- **Assigned task A**:
Reproduce word for word the passage of the text on electric aircraft batteries that begins at the words "The development of" and stops after the words "needs of electric aircraft.".
- **Assigned task B**:
Extend the text on electric aircraft batteries past its final sentence.

- **Source text**:
○ ○ ○ ○

Battery pack design is equally significant for thermal and functional safety in electric propulsion systems. It controls the risk of failure cascading within the battery pack, necessitating careful arrangement of cells and efficient thermal management systems. For instance, the X-57 battery pack underwent testing with trigger cells, demonstrating that a fire from one cell did not propagate to others. The overall pack design and battery management system directly impact the ability to monitor individual cell state-of-charge (SoC) and state-of-health (SoH), crucial for ensuring a reliable power supply.

Aviation regulatory bodies, guided by standards like DO-311A, focus on ensuring the airworthiness of batteries in the challenging airborne environment.

Weight Distribution:

The placement of batteries within the aircraft plays a crucial role in maintaining proper weight distribution. As batteries are typically heavy, their strategic placement is vital for maintaining stability and control during flight. Engineers must carefully design the aircraft’s structure to accommodate the weight of the batteries without compromising performance.

Lifecycle and Sustainability:

The lifecycle of batteries is a critical factor in assessing the overall sustainability of electric aircraft. The environmental impact of battery production, usage, and disposal must be carefully considered. Advancements in battery technology, such as recyclability and the use of environmentally friendly materials, are crucial for mitigating the environmental footprint of electric aviation.

Temperature Sensitivity:

Batteries are sensitive to temperature fluctuations, and this sensitivity is particularly pronounced in aircraft, where exposure to extreme temperatures during flight is common. Efficient thermal management systems are essential to ensure that batteries operate within their optimal temperature range, maximizing performance and longevity.

Charging Infrastructure:

The availability of charging infrastructure is essential for the widespread adoption of electric aircraft. Unlike ground-based electric vehicles, which can rely on a vast network of charging stations, aircraft require dedicated charging facilities at airports.

The development of efficient and rapid charging technologies is crucial to reduce ground times and enable the commercial viability of electric aircraft. Researchers are exploring various charging methods, including high-power charging systems and wireless charging technologies, to meet the specific needs of electric aircraft.

○ ○ ○ ○

- **Recorded data**:
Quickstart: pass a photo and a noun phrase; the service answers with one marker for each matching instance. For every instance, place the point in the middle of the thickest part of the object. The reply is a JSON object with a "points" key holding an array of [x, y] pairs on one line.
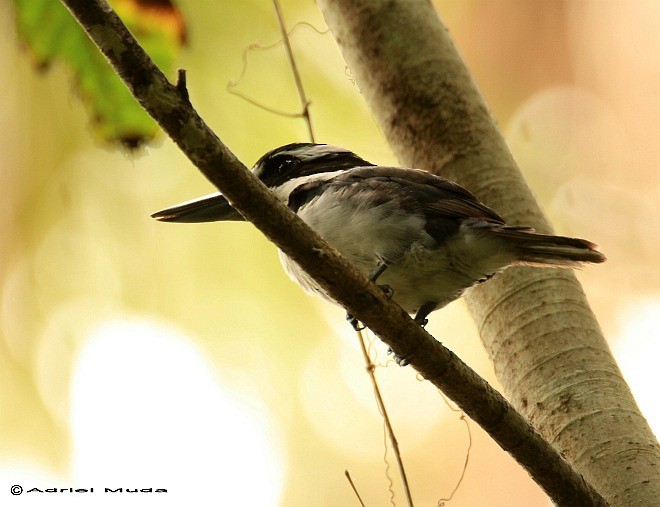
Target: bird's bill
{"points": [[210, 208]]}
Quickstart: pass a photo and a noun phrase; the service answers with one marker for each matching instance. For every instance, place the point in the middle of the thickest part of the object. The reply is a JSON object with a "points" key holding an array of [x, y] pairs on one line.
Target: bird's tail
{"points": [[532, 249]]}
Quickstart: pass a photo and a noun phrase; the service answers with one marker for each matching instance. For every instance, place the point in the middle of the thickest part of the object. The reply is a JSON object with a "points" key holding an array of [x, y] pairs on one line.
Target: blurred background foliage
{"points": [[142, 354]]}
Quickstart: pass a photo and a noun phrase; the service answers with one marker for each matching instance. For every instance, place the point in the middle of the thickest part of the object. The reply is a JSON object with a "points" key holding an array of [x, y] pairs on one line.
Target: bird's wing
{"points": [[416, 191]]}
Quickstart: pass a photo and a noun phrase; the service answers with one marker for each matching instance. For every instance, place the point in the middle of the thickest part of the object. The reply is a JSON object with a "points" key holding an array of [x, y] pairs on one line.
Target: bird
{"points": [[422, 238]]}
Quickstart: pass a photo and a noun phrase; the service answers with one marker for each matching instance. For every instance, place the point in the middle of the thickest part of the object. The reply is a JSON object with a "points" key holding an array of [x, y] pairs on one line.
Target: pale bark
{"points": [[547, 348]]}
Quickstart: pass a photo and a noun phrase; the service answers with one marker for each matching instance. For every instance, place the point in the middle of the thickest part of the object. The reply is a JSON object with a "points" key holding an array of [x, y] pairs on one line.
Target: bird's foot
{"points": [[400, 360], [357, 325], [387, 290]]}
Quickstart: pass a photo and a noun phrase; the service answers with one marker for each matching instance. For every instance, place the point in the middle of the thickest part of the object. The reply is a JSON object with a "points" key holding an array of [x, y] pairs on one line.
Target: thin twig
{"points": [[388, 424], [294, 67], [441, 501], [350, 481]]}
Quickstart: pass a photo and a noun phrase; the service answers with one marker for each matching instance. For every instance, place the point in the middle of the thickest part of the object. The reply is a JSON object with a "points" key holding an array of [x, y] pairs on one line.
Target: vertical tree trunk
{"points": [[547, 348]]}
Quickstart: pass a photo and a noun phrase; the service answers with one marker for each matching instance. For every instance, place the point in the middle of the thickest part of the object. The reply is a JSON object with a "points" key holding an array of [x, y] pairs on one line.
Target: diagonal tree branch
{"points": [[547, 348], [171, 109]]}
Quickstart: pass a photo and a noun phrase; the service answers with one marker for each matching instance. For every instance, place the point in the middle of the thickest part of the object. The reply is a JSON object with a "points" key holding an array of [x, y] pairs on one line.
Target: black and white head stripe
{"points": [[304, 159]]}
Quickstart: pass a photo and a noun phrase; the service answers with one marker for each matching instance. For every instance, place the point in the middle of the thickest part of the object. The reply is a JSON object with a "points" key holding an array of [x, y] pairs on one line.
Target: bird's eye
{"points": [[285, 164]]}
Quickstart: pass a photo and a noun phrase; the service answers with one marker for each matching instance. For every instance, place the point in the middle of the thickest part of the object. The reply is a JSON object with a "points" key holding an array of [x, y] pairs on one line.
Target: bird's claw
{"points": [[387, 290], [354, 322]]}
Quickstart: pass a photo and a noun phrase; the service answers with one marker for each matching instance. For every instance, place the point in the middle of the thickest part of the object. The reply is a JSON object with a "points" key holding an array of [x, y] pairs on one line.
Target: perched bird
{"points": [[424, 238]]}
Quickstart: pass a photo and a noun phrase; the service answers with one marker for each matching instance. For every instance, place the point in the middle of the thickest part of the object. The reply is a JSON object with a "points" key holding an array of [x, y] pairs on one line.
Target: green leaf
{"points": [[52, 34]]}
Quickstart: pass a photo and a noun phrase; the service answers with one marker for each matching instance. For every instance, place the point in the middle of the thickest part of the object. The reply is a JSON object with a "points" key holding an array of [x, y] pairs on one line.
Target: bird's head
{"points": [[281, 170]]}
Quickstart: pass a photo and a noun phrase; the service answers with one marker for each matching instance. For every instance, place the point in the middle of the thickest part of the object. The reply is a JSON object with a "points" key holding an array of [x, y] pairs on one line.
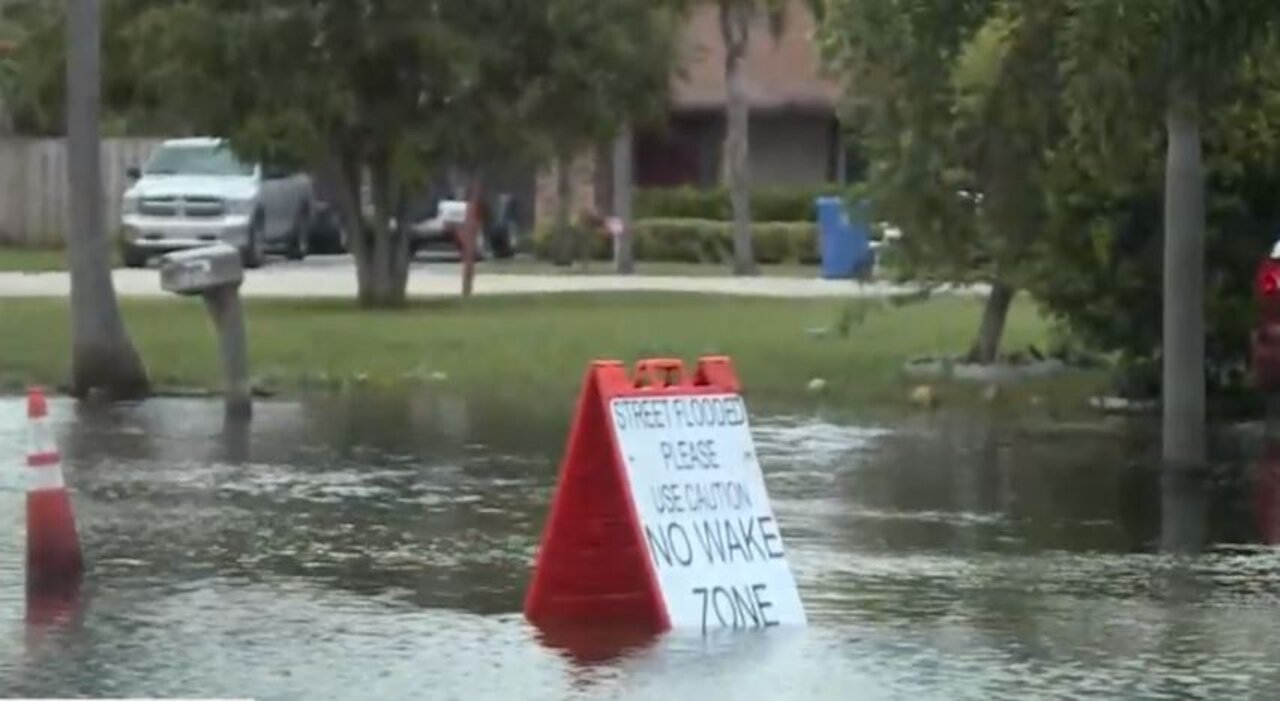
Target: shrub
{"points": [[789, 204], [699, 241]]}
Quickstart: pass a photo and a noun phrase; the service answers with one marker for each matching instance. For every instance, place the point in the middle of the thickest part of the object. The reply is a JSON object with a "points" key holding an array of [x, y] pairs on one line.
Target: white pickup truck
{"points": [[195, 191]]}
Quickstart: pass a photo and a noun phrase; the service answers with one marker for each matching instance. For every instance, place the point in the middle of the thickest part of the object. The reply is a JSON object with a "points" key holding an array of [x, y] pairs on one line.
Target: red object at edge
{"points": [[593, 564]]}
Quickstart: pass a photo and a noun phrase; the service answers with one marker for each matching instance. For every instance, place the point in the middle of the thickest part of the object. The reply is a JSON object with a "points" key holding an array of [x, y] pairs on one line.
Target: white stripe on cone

○ ○ ○ ○

- **Task answer A**:
The development of efficient and rapid charging technologies is crucial to reduce ground times and enable the commercial viability of electric aircraft. Researchers are exploring various charging methods, including high-power charging systems and wireless charging technologies, to meet the specific needs of electric aircraft.

- **Task answer B**:
Innovation and Future Prospects:

Continuous innovation in battery technology is a driving force behind the evolution of electric aircraft. Researchers and engineers are exploring new materials, designs, and technologies to enhance energy storage capabilities and address the current limitations of batteries. Solid-state batteries, for example, hold promise for increased energy density and improved safety.


The integration of electric propulsion systems in aircraft represents a paradigm shift in the aviation industry. Batteries are the linchpin of this transition, influencing everything from range and safety to charging infrastructure and sustainability.

The integration of batteries into aircraft presents a complex set of challenges and considerations. However, the potential benefits of electric propulsion in terms of environmental sustainability, noise reduction, and energy efficiency make it a compelling alternative to conventional fossil fuel-powered engines.

Overcoming the challenges of weight sensitivity, energy density, and safety concerns is imperative for the successful integration of electric aircraft into commercial aviation. The ongoing advancements in battery technology, coupled with stringent safety standards, will determine the pace and feasibility of this electrifying journey through the skies.

As technology advances, the aviation industry must navigate the challenges and seize the opportunities presented by the electrification of flight. With careful consideration of battery technologies and their implications, a future where electric aircraft soar through the skies efficiently and sustainably is on the horizon.